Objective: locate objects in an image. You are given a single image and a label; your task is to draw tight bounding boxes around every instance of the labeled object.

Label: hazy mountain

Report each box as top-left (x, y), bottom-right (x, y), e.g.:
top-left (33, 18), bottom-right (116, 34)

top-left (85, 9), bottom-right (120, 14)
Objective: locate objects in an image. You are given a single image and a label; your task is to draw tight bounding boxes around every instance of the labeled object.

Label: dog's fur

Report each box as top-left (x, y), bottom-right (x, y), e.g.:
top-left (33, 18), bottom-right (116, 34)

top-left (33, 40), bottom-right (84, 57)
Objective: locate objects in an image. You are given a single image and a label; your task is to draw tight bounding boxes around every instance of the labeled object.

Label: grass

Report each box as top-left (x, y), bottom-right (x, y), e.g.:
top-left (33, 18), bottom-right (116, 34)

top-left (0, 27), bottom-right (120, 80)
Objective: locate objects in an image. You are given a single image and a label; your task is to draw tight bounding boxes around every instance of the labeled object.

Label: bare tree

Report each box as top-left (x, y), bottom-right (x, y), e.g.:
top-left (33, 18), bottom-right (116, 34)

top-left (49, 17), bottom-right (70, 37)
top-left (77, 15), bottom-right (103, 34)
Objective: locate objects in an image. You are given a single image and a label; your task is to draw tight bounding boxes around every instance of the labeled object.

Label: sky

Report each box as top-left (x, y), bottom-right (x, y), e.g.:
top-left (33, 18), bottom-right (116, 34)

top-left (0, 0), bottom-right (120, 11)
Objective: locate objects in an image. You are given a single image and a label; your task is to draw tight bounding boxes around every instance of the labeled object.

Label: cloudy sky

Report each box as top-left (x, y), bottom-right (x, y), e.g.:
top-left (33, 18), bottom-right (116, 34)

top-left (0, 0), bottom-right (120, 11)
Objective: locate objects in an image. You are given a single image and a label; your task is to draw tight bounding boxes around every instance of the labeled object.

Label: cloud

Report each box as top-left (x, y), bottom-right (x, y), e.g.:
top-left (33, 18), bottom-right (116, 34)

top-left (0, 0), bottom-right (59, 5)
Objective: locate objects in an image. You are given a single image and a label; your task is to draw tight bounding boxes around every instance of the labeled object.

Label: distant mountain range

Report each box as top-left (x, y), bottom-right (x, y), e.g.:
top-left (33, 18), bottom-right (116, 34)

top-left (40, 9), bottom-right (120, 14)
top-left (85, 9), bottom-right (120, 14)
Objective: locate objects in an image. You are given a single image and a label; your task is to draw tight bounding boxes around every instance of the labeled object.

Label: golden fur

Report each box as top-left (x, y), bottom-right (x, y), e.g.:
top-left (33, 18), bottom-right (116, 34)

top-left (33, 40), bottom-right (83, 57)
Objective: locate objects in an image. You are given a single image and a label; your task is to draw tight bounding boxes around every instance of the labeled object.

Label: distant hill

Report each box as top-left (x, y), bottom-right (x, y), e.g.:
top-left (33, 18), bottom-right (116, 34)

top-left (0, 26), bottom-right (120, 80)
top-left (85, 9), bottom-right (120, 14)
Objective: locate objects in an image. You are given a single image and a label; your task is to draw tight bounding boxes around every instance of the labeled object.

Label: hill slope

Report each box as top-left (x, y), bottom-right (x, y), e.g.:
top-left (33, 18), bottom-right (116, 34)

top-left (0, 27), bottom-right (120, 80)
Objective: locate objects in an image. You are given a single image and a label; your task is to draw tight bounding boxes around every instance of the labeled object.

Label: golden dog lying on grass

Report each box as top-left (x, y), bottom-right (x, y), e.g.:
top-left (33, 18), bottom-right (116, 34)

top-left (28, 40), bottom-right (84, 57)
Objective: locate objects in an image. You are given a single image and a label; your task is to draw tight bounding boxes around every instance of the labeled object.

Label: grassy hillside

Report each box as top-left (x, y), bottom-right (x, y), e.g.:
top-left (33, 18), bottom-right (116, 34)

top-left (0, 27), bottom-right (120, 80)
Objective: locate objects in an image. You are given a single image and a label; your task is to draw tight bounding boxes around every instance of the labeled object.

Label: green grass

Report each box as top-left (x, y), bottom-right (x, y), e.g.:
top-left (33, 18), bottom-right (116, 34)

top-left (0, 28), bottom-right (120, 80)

***

> Required work
State how many lines in the items above contain the string "distant", treating uppercase and lowercase as different. Give only the number.

> Written solution
2